### EXERCISE OBJECTIVE
Could you repeat every record below exactly, leaving out the pictures?

Top of SOURCE INFORMATION

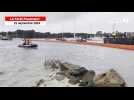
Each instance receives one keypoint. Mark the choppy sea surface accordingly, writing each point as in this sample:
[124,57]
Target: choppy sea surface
[22,67]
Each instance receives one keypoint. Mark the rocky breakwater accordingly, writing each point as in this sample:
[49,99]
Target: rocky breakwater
[76,76]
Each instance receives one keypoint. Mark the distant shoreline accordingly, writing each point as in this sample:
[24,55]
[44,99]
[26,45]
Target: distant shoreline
[119,46]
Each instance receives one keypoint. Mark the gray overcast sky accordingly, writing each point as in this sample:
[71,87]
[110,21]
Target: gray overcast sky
[75,21]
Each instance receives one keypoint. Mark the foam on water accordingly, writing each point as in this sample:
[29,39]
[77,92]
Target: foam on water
[21,67]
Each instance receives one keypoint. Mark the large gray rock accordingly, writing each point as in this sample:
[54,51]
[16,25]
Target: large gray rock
[109,79]
[59,76]
[54,64]
[87,79]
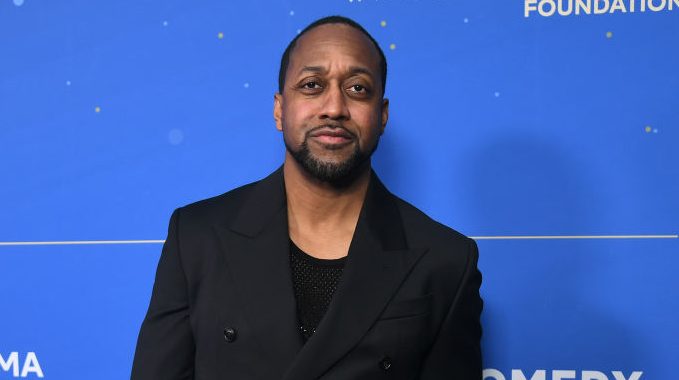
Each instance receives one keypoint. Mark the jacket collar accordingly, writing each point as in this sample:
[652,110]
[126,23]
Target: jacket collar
[379,212]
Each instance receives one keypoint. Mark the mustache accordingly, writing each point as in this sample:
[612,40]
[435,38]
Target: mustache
[330,127]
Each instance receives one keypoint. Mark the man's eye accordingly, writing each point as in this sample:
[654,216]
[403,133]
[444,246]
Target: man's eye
[358,89]
[311,85]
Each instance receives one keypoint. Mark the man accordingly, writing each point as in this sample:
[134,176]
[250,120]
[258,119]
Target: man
[316,271]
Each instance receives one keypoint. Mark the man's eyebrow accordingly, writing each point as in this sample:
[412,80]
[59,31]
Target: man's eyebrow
[352,70]
[313,69]
[361,70]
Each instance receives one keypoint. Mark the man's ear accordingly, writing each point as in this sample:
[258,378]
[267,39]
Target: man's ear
[385,114]
[278,110]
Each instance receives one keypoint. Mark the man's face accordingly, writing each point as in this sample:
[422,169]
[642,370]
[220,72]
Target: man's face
[331,111]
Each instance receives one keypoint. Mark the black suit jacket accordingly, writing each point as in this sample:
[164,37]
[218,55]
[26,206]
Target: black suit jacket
[407,305]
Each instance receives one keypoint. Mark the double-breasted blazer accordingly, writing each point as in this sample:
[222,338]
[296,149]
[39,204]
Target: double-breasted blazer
[407,305]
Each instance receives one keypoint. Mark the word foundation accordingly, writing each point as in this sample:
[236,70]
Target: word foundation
[548,8]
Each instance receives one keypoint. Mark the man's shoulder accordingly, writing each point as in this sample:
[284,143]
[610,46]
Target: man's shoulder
[218,208]
[421,228]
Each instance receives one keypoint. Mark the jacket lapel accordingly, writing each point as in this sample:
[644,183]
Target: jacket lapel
[256,247]
[378,262]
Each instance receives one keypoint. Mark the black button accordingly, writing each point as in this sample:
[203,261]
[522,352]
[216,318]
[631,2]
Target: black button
[230,334]
[385,363]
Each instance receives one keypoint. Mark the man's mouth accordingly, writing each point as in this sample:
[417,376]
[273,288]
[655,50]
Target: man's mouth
[331,136]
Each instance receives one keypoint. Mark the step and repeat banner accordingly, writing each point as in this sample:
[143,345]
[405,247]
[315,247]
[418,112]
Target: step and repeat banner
[545,129]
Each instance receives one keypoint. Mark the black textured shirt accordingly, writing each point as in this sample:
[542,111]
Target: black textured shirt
[314,281]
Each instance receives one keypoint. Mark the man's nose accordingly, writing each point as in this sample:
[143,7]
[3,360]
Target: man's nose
[335,104]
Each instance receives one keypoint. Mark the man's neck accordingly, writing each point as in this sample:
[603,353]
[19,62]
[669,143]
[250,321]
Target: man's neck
[321,217]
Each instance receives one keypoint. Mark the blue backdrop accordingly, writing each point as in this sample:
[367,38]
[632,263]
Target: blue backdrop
[549,136]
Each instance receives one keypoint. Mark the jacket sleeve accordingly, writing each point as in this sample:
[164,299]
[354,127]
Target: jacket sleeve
[165,347]
[456,352]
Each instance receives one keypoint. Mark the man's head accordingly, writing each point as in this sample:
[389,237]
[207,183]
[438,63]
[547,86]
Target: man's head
[330,105]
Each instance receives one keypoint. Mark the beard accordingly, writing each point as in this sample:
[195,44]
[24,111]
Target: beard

Bottom of SOURCE INFORMATION

### REPLY TO THE TASK
Each instance receives one keypoint. Mark the choppy sea surface accordingly, writing each point as in this sample:
[124,57]
Target: choppy sea surface
[22,67]
Each instance receives one keypoint. Mark the rocky breakwater accordingly, writing each point as in this sample:
[49,99]
Target: rocky breakwater
[76,76]
Each instance receives one keypoint. Mark the distant shoreline accordingly, writing each point as in this sample:
[24,55]
[44,99]
[26,45]
Target: distant shoreline
[119,46]
Each instance receives one keypoint. Mark the gray overcast sky accordingly, writing each point as in this sample:
[71,87]
[110,21]
Target: gray overcast sky
[75,21]
Each instance receives one keypoint. Mark the foam on water accordingly, writing each point as in this sample:
[29,39]
[77,92]
Target: foam on water
[21,67]
Each instance receives one keypoint. Mark the large gray rock accordingly, writing each point as in this sample:
[54,51]
[16,25]
Target: large gray rock
[109,79]
[59,76]
[54,64]
[87,79]
Each instance receives one keypoint. Mark the jacket collar accordingly, writing each point as in this sample:
[652,110]
[126,23]
Target: jacket collar
[379,212]
Each instance receives one keypoint. Mark the mustache accordingly, writing each point as in this sample:
[612,40]
[435,38]
Target: mustache
[330,127]
Each instance receives one keypoint. Mark the man's eye accordingly, writing each point as in this sample:
[654,216]
[403,133]
[444,246]
Target: man's eye
[358,89]
[311,85]
Each instance receives one keypoint. Mark the man accordingly, writing each point as in this sample:
[134,176]
[250,120]
[258,119]
Target: man
[316,271]
Each instance receives one keypoint. Mark the man's eyebrow accordingly, writing each point as in this sample:
[412,80]
[59,31]
Target: man's eyebrow
[352,70]
[313,69]
[361,70]
Each instance receives one keypoint. Mark the man's ear accordingly, writing each point as in this sample:
[258,378]
[267,39]
Target: man's ear
[385,114]
[278,110]
Each instance receives one keypoint. Mark the man's face accordingly, writing each point as in this sample:
[422,169]
[642,370]
[220,72]
Target: man's face
[331,111]
Each instance receives one keypoint. Mark the black suit jacket accordingly, writing each point as in this sample:
[164,37]
[218,55]
[26,206]
Target: black suit jacket
[407,305]
Each instance receives one keypoint. Mark the double-breasted blazer accordingly, writing each point as in this sample:
[222,338]
[296,149]
[39,204]
Target: double-breasted blazer
[407,305]
Each instance receives one keypoint. Mark the word foundation accordingly, writing each point as in this sample:
[236,70]
Target: word foundation
[548,8]
Each instance receives one keypoint. Mark the man's shoulder accordingly, writing each point as in this sample:
[284,143]
[610,46]
Target: man's shoulder
[218,208]
[421,228]
Each instance receives one keypoint. Mark the jacket lapel accordingly, writing each point as in this sample:
[644,183]
Target: jacket lapel
[256,247]
[378,262]
Each instance receives one keypoint. Mark the black button accordingly, writing each point as in this sample:
[203,261]
[522,352]
[216,318]
[631,2]
Target: black button
[230,334]
[385,363]
Each instance receives one keypoint. Mark the man's mouth accordingly, writing each point as in this sample:
[417,376]
[273,288]
[655,50]
Target: man's mouth
[331,136]
Each instance receives one keypoint. Mark the step and repeat banner accordingly, writing each point as in this sample:
[143,345]
[405,247]
[315,247]
[418,112]
Target: step and repeat banner
[545,129]
Each instance receives one keypoint. Mark the black textured shirt accordingly, writing each point as in this sample:
[542,111]
Target: black textured shirt
[314,281]
Each instance receives one keypoint. Mark the man's nose accordingly, writing each point as in this sample:
[143,7]
[3,360]
Target: man's nose
[335,104]
Each instance receives one keypoint. Mark the man's neck accordingly, writing each point as in this sample:
[603,353]
[19,62]
[669,143]
[250,321]
Target: man's neck
[321,217]
Each instance receives one keypoint. Mark the blue backdrop accordingly, writing each point as in this sample:
[367,38]
[632,263]
Target: blue backdrop
[549,136]
Each instance receives one keypoint. Mark the jacket sleeve accordingly, writing each point as in this sample:
[164,299]
[354,127]
Target: jacket sleeve
[165,347]
[456,352]
Each instance receives one keypoint. Mark the man's head accordingly, writing each point as in this sample:
[389,237]
[207,183]
[438,63]
[547,86]
Target: man's head
[330,105]
Each instance receives one keypoint. Mark the beard accordingly, writing each point as in this sample:
[195,44]
[24,111]
Target: beard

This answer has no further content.